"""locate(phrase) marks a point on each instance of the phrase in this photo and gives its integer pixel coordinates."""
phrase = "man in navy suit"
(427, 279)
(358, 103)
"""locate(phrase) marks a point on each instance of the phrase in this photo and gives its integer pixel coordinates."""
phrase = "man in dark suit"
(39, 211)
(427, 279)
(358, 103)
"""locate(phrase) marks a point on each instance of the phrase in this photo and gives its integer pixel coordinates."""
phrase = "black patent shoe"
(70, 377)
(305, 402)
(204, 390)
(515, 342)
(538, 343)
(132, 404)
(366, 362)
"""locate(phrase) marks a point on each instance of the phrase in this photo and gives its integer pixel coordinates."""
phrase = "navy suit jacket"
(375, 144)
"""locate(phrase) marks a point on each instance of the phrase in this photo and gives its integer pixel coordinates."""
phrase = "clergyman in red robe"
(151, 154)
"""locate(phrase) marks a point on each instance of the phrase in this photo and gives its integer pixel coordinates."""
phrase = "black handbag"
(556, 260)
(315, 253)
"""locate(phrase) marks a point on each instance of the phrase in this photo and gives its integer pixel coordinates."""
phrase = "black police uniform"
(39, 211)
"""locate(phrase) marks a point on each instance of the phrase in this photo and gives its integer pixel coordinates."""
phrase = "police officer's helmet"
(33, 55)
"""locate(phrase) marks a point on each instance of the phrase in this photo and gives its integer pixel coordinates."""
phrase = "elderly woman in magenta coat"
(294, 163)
# # #
■ AIM OF THE EXERCISE
Set down the entries verbatim, leaving none out.

■ RESULT OF THE TASK
"""locate(phrase) marks a point on each instance of the phrase in this photo and gives its integer pixel coordinates."""
phrase = "man in navy suit"
(427, 279)
(358, 103)
"""locate(phrase) marks a point on each instance of the phrase in this photo and gives its integer pixel coordinates."""
phrase = "man in dark suit"
(39, 211)
(427, 279)
(358, 103)
"""locate(phrase) marks a point on each instance of the phrase in this photo and gives its integer pixel coordinates."""
phrase = "black patent shoe"
(70, 377)
(305, 402)
(204, 390)
(515, 342)
(538, 343)
(132, 404)
(366, 362)
"""locate(phrase) marks a point on each instance of the phrase in this photo and gives its integer pixel coordinates."""
phrase = "navy suit jacket"
(375, 144)
"""locate(phrase) marks a point on each instance of the phrase in this photo and gives its integer pixel coordinates."""
phrase = "clergyman in red robe"
(151, 154)
"""locate(phrase) marks a point on each instance of the phrase in this photo and gives its integer pixel coordinates."""
phrase = "black handbag"
(556, 260)
(315, 253)
"""locate(phrase) marks a point on each instance of the phrase in this photo and gives its integer pixel coordinates."""
phrase = "black police uniform"
(39, 211)
"""locate(phrase) marks a point on each instance of the phrase in this photo and gives its integer pixel coordinates."""
phrase = "police officer's helmet"
(33, 55)
"""locate(phrase) marks a point on each instance of the phrase in this photo and gives its integer pixel coordinates."""
phrase = "elderly woman in magenta coat"
(294, 163)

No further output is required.